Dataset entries

********

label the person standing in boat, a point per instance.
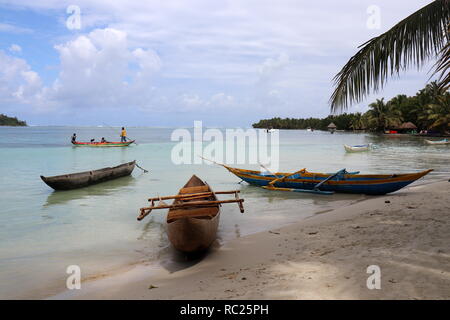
(123, 135)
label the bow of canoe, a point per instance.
(87, 178)
(193, 228)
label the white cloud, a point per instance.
(278, 56)
(15, 48)
(100, 69)
(10, 28)
(18, 83)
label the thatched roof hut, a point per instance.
(332, 126)
(408, 125)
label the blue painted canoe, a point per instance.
(342, 181)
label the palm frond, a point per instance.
(443, 67)
(412, 41)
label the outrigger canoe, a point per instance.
(87, 178)
(328, 183)
(103, 144)
(358, 148)
(443, 141)
(193, 217)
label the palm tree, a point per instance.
(357, 122)
(382, 115)
(437, 115)
(412, 41)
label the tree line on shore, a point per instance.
(11, 121)
(429, 110)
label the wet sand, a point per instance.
(406, 234)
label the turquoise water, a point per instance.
(43, 231)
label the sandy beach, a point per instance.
(406, 234)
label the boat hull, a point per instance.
(440, 142)
(193, 234)
(356, 148)
(347, 183)
(102, 144)
(87, 178)
(193, 229)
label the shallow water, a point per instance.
(43, 231)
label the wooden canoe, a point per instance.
(438, 142)
(342, 181)
(194, 228)
(103, 144)
(358, 148)
(87, 178)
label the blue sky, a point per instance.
(168, 63)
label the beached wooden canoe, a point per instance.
(193, 229)
(326, 183)
(193, 217)
(438, 142)
(358, 148)
(103, 144)
(87, 178)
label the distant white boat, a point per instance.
(444, 141)
(358, 148)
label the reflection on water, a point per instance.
(104, 188)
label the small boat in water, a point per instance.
(193, 217)
(443, 141)
(328, 183)
(358, 148)
(87, 178)
(103, 144)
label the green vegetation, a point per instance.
(9, 121)
(420, 37)
(429, 109)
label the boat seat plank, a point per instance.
(205, 213)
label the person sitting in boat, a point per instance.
(123, 135)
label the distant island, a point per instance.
(428, 110)
(11, 121)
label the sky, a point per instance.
(227, 63)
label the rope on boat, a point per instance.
(145, 171)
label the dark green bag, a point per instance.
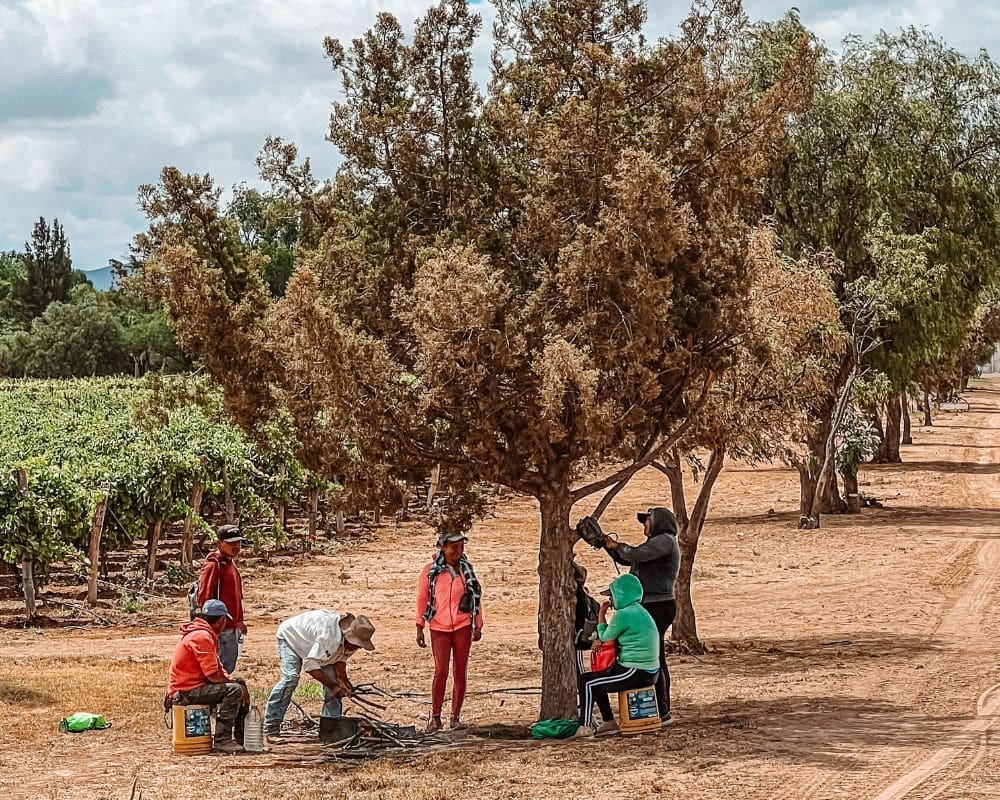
(554, 728)
(83, 721)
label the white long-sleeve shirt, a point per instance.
(315, 637)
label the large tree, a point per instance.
(523, 287)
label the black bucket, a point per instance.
(337, 729)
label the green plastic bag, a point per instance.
(554, 728)
(83, 721)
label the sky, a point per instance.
(96, 96)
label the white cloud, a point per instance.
(96, 96)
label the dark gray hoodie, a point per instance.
(656, 561)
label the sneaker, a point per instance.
(434, 725)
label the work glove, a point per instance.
(590, 531)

********

Give all the records again, exactly, without images.

Worked solution -
label the person standing in boat, a point per instance.
(123, 135)
label the bow of canoe, a point per instance.
(87, 178)
(193, 228)
label the white cloud, a point per instance.
(278, 56)
(15, 48)
(100, 69)
(10, 28)
(18, 83)
label the thatched roof hut, a point per instance.
(332, 126)
(408, 125)
label the blue painted canoe, a point per instance.
(342, 181)
label the palm frond, a point per instance.
(443, 67)
(412, 41)
label the outrigger canoe, a point per instance.
(87, 178)
(328, 183)
(103, 144)
(358, 148)
(443, 141)
(193, 217)
label the palm tree, a point per instance.
(357, 122)
(382, 115)
(437, 115)
(412, 41)
label the tree line on shore, a point per instance.
(11, 121)
(429, 110)
label the wet sand, a point per instance.
(406, 234)
label the turquoise water, a point per instance.
(43, 231)
label the sandy beach, a point per instance.
(406, 234)
label the boat hull, a point per instance.
(440, 142)
(193, 234)
(356, 148)
(347, 183)
(102, 144)
(87, 178)
(193, 229)
label the shallow water, a point per instance.
(43, 231)
label the wooden canoe, a point per instance.
(438, 142)
(342, 181)
(194, 228)
(103, 144)
(358, 148)
(87, 178)
label the blue sky, a point per instance.
(168, 63)
label the beached wooden canoe, a point per instance.
(193, 229)
(326, 183)
(193, 217)
(438, 142)
(358, 148)
(103, 144)
(87, 178)
label the distant white boat, a point per instance.
(444, 141)
(358, 148)
label the reflection on water, a point per instance.
(104, 188)
label the small boat in water, a point per instance.
(193, 217)
(443, 141)
(328, 183)
(358, 148)
(87, 178)
(103, 144)
label the green vegetation, a point per instance.
(9, 121)
(420, 37)
(429, 109)
label the boat seat plank, a point per instance.
(205, 213)
label the person sitting in boat, a point per instance.
(123, 135)
label the distant island, a point per instance.
(428, 110)
(11, 121)
label the sky, a point per instance.
(227, 63)
label the rope on boat, a point per instance.
(145, 171)
label the dark green bag, a point per instance.
(554, 728)
(83, 721)
label the white long-sleeve shirt, a point per instance.
(315, 637)
label the large tree, a point per instance.
(523, 287)
label the black bucket, a point per instance.
(337, 729)
label the green plastic bag, a point per instance.
(554, 728)
(83, 721)
label the sky, a point per instance.
(96, 96)
label the white cloud, a point per instance.
(96, 96)
label the dark gray hoodie, a point per instance.
(656, 561)
label the sneaker, a point per instance.
(434, 725)
label the work glove, a point per instance.
(590, 531)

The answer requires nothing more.